▸ What to do
Return, unchanged, every line in the records below that contains the string "shirt".

▸ Records shown
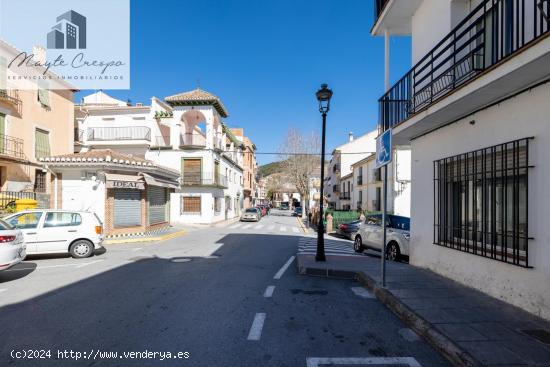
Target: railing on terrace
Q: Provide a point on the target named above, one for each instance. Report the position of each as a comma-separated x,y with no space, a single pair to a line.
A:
12,147
492,32
192,140
203,179
119,133
8,198
379,6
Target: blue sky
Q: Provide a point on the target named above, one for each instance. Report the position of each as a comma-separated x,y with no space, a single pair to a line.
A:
265,60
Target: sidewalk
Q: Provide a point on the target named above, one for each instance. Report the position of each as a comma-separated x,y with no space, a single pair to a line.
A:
465,325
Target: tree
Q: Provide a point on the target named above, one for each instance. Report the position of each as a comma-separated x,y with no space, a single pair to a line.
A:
300,160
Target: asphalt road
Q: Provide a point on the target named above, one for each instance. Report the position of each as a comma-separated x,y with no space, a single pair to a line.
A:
218,296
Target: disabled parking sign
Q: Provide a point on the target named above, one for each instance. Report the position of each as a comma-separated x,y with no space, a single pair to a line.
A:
383,149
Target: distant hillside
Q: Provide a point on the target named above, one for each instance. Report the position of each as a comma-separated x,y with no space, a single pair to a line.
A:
270,168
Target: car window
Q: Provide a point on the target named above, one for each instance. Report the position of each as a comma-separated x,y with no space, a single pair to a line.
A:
4,225
374,220
62,219
25,220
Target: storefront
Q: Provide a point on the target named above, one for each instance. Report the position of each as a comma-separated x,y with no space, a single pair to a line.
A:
129,196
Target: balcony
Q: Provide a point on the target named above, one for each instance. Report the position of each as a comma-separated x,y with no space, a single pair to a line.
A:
204,179
490,35
192,140
11,97
126,134
11,148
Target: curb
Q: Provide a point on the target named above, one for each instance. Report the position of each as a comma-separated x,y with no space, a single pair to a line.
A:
456,355
165,237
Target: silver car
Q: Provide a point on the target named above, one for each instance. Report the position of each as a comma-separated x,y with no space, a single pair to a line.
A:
251,215
370,236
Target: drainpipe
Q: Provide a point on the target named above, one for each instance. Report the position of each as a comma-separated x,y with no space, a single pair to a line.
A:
387,60
54,185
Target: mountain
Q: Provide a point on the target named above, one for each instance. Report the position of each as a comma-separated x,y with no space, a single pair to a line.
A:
270,168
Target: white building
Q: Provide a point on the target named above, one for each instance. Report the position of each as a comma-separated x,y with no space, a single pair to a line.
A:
186,133
474,110
354,183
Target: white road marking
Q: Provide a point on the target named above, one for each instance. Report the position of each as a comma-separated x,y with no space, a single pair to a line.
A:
283,269
257,326
409,335
90,263
362,292
408,361
269,291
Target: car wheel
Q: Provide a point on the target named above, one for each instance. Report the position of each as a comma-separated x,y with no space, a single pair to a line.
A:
81,249
358,244
392,252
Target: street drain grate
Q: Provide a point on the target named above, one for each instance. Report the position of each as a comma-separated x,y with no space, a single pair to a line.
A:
541,335
141,258
180,260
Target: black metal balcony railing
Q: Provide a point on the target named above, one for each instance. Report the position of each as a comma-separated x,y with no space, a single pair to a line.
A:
11,146
203,179
379,6
492,32
119,133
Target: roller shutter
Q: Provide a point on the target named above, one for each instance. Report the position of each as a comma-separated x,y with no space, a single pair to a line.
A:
157,197
127,208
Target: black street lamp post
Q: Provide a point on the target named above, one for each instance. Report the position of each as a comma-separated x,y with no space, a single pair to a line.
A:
323,96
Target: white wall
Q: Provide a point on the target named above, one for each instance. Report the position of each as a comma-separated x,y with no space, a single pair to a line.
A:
79,193
523,116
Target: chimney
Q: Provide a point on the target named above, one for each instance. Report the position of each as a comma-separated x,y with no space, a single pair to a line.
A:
39,53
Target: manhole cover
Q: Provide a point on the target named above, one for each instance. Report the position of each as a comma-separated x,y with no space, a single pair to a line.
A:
180,260
541,335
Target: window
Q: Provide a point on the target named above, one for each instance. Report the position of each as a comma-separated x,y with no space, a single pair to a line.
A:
190,205
62,219
26,220
480,202
191,171
40,181
41,143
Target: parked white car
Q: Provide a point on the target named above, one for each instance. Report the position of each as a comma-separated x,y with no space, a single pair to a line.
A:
370,236
12,246
52,231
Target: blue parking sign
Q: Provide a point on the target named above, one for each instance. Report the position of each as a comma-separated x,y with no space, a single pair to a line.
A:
383,149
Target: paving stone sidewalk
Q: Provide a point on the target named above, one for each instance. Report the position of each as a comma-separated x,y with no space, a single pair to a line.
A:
469,327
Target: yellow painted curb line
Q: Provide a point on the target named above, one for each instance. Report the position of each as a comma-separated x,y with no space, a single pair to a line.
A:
302,225
145,239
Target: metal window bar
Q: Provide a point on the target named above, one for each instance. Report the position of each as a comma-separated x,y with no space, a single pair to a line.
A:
490,33
481,202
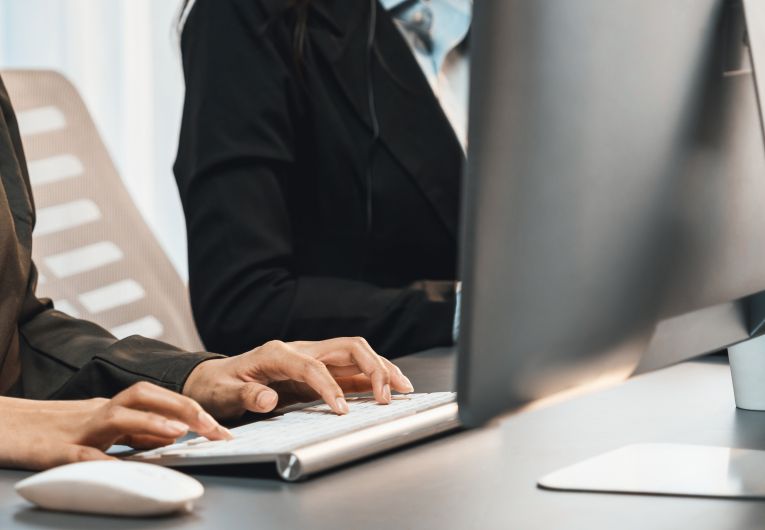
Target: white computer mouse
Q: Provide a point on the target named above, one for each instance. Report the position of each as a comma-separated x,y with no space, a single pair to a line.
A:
112,487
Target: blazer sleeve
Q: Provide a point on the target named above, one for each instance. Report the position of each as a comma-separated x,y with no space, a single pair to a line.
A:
67,358
236,155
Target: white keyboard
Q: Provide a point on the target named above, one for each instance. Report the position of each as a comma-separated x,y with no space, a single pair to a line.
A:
291,431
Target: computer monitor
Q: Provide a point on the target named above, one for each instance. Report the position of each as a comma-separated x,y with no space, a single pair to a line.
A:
614,201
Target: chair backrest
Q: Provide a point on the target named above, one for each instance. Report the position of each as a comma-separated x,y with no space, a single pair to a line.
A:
97,258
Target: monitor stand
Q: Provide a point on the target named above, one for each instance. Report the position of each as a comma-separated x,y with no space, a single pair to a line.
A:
679,469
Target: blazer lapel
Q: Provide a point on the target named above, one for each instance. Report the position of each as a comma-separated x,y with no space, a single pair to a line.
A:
413,127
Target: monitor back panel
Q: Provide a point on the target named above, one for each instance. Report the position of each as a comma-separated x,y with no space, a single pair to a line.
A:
616,179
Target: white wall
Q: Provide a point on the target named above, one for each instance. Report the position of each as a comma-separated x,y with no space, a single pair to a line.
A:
123,57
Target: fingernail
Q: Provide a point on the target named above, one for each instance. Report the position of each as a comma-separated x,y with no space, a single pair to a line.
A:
228,435
207,422
266,400
342,405
176,427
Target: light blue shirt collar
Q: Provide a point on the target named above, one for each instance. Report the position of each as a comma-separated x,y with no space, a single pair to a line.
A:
451,22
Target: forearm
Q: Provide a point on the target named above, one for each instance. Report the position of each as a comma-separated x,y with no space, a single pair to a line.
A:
67,358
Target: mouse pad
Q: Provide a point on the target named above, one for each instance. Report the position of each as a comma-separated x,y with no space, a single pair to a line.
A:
667,469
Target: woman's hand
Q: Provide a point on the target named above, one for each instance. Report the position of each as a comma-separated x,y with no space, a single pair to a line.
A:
283,373
42,434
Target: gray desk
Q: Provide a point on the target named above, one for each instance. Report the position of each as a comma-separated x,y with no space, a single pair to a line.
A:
484,478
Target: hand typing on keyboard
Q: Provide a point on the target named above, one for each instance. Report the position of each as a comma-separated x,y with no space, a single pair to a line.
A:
279,373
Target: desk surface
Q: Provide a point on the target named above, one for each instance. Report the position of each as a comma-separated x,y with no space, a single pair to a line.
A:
483,478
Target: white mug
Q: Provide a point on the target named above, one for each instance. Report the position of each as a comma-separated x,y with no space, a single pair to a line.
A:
747,368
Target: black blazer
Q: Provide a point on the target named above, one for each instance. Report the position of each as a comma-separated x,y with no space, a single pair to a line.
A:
272,172
49,355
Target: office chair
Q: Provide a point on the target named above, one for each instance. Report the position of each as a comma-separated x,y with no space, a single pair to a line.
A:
97,258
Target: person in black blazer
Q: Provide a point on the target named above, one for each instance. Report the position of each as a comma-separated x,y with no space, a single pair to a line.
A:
320,179
99,390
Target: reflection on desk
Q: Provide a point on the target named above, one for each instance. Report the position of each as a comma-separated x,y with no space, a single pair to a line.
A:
484,478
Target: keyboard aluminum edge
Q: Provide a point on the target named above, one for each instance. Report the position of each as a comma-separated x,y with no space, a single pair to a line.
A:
331,453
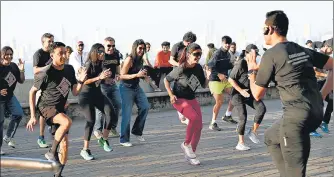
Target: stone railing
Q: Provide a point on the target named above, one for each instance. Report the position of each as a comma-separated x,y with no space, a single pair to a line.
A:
159,101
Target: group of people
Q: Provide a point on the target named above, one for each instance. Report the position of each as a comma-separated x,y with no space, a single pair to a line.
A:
93,79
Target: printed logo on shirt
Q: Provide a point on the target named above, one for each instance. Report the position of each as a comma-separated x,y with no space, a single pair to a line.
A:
108,62
48,62
64,87
97,83
10,78
193,82
298,58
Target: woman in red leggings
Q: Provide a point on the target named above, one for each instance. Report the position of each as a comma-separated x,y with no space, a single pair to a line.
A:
187,78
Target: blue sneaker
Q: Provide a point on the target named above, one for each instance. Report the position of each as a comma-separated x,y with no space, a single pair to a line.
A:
315,134
324,127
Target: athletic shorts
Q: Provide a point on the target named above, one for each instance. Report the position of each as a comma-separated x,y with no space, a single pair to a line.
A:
217,87
48,113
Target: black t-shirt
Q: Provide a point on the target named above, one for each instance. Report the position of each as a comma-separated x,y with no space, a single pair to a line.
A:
41,58
111,62
9,75
291,65
177,50
187,80
239,74
55,86
220,63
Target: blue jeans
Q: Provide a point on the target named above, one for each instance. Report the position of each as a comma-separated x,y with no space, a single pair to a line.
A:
13,106
112,106
130,96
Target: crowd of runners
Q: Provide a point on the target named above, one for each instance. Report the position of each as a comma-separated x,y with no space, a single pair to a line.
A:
302,74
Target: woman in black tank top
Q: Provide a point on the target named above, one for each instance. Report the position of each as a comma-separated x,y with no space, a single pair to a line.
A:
132,70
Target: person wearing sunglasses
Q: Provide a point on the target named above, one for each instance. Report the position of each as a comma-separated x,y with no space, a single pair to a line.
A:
41,59
291,65
91,98
241,96
55,83
187,78
10,75
110,89
131,92
321,75
218,68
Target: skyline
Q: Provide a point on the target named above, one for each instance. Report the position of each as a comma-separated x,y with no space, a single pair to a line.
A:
155,22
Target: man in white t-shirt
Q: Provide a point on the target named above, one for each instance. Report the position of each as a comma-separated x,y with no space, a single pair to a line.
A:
78,57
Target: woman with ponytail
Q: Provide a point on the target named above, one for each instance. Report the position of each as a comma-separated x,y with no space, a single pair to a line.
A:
187,77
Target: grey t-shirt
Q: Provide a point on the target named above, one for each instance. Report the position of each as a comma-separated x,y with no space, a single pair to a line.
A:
187,80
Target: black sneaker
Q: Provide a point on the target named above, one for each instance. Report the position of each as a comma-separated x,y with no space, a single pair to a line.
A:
229,119
214,126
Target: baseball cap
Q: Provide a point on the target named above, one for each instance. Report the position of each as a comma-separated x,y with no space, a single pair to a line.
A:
308,41
252,46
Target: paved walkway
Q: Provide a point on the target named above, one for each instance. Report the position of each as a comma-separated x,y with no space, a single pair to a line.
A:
161,155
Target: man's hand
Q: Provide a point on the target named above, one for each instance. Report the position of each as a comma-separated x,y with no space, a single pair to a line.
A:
173,99
222,77
3,92
21,65
142,73
32,122
251,61
244,93
82,74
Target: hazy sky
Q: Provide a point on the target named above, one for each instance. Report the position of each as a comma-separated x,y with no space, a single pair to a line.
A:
153,21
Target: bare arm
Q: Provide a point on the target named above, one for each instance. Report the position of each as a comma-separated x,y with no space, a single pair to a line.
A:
125,68
328,86
173,62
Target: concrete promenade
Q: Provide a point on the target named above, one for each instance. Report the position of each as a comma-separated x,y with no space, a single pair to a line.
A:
161,154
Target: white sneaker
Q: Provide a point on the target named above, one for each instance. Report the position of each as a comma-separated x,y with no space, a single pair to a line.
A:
194,161
188,150
127,144
97,134
185,121
140,138
253,137
242,147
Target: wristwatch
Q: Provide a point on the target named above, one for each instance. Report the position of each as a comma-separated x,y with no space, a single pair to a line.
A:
252,71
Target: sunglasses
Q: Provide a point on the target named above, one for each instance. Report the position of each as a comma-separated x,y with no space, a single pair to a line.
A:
266,30
197,54
100,51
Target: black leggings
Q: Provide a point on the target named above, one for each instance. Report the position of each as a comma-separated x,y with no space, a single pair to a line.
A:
288,140
240,102
88,101
329,107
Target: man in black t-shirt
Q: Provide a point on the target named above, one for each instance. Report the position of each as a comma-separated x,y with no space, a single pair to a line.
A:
288,140
110,89
55,82
178,49
41,60
10,74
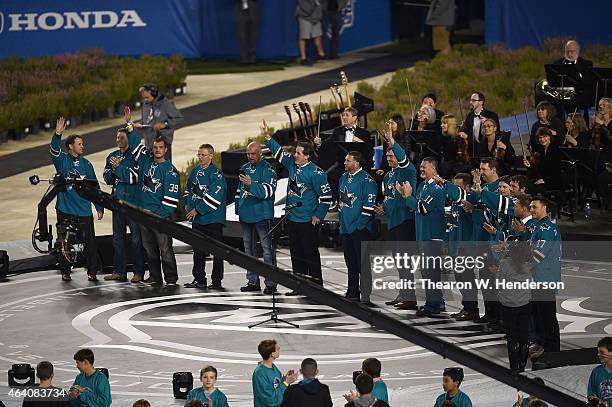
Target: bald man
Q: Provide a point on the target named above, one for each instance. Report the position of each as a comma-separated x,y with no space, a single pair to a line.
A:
254,205
583,66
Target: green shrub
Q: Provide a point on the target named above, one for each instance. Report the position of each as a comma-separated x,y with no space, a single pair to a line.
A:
77,84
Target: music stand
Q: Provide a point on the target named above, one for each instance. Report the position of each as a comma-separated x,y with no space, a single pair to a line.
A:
333,153
425,143
600,75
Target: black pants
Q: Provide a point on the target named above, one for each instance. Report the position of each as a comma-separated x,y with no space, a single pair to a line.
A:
469,296
404,232
215,231
304,248
516,324
247,22
158,245
359,281
544,305
86,235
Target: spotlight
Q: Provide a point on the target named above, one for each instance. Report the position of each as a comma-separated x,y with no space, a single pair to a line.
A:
103,370
20,372
4,260
182,383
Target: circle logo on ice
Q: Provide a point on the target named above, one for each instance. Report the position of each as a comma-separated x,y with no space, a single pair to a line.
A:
187,326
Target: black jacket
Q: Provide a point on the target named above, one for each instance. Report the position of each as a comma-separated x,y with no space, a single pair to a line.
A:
312,394
469,127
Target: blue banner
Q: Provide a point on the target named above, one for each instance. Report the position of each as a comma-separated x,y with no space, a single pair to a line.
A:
521,23
192,28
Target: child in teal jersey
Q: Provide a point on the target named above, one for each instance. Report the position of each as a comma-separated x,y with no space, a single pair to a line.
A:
208,394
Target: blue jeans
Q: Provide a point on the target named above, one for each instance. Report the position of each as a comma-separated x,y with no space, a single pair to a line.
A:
120,221
250,233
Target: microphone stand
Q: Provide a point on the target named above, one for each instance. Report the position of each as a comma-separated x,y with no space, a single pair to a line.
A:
274,314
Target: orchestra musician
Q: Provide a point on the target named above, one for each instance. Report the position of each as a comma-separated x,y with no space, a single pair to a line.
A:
546,113
544,176
496,145
473,121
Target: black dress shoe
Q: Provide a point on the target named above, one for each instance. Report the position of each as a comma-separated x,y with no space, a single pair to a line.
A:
407,305
467,316
250,287
424,312
195,284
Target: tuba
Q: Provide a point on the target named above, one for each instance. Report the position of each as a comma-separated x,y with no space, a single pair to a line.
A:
543,88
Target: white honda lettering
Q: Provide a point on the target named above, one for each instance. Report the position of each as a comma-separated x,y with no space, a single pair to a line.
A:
77,20
28,20
131,17
50,21
99,21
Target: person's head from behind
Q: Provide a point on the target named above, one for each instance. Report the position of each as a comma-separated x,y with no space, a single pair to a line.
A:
309,368
451,379
159,148
604,350
75,145
122,142
141,403
371,367
364,384
518,184
488,169
303,153
269,349
521,206
572,50
349,117
463,180
428,168
194,403
208,377
84,360
254,152
449,125
44,371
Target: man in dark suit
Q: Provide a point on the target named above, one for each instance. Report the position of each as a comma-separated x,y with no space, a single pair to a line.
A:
583,66
349,131
472,126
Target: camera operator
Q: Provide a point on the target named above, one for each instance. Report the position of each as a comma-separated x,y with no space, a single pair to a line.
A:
71,207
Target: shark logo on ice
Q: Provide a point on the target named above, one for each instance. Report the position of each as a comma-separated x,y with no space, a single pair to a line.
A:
71,20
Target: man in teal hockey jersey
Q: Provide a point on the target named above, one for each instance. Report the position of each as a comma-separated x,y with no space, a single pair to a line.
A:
119,172
70,206
309,194
428,203
205,205
357,197
269,384
90,387
254,205
158,194
400,218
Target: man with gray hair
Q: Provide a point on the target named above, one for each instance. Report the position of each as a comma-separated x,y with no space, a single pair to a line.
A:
254,205
159,118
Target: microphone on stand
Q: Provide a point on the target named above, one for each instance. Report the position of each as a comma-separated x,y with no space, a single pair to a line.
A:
293,205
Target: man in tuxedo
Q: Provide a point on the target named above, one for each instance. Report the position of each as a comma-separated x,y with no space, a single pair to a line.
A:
583,66
349,132
472,126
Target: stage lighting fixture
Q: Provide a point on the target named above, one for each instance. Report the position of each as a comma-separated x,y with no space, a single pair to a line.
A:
182,383
103,370
21,374
4,260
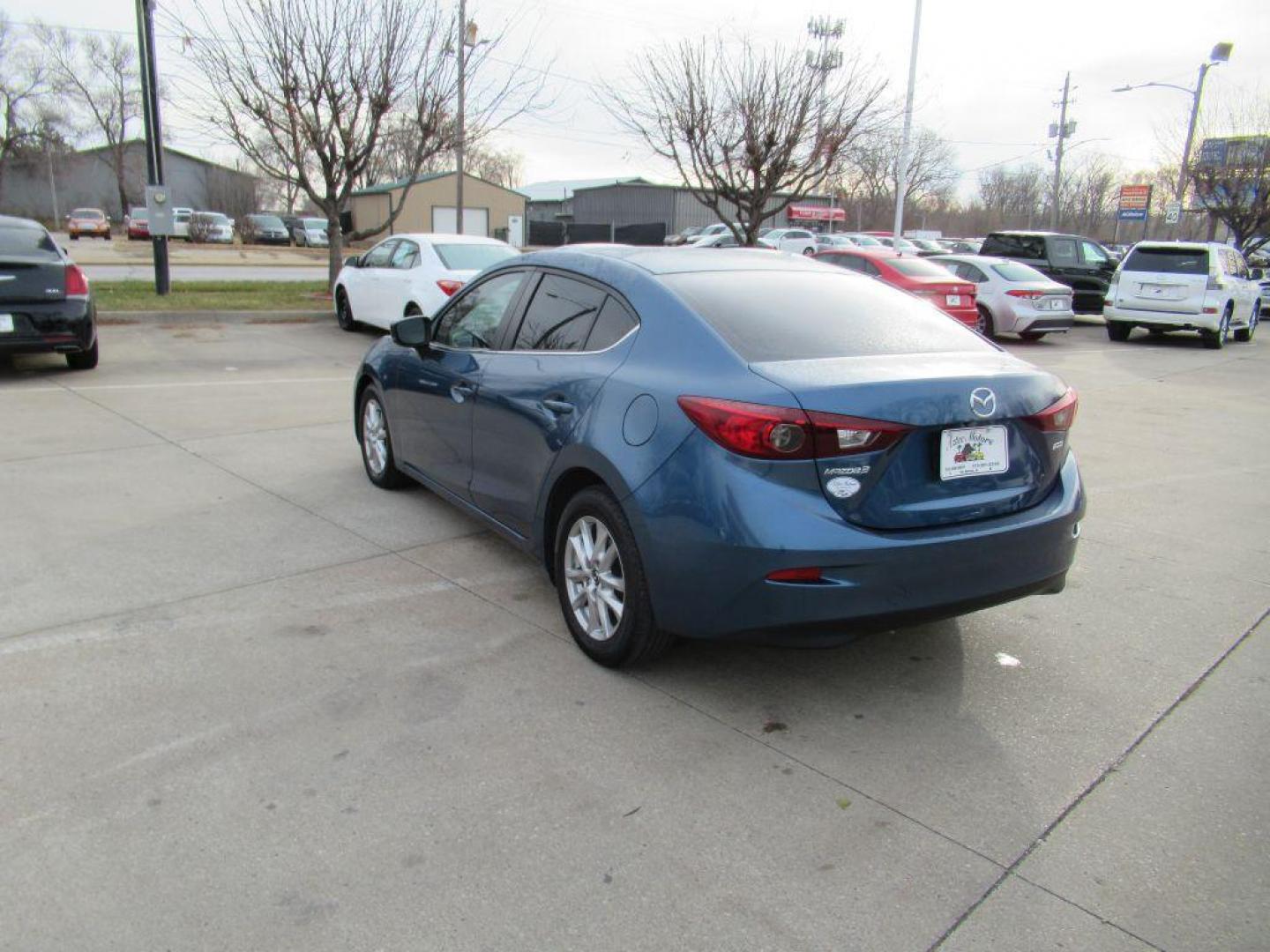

▸ Task solution
Target: light blue shirt collar
Target: printed logo on shirt
Target: black t-shirt
Target: man in white t-shirt
Target: grey t-shirt
Target: man in black t-shirt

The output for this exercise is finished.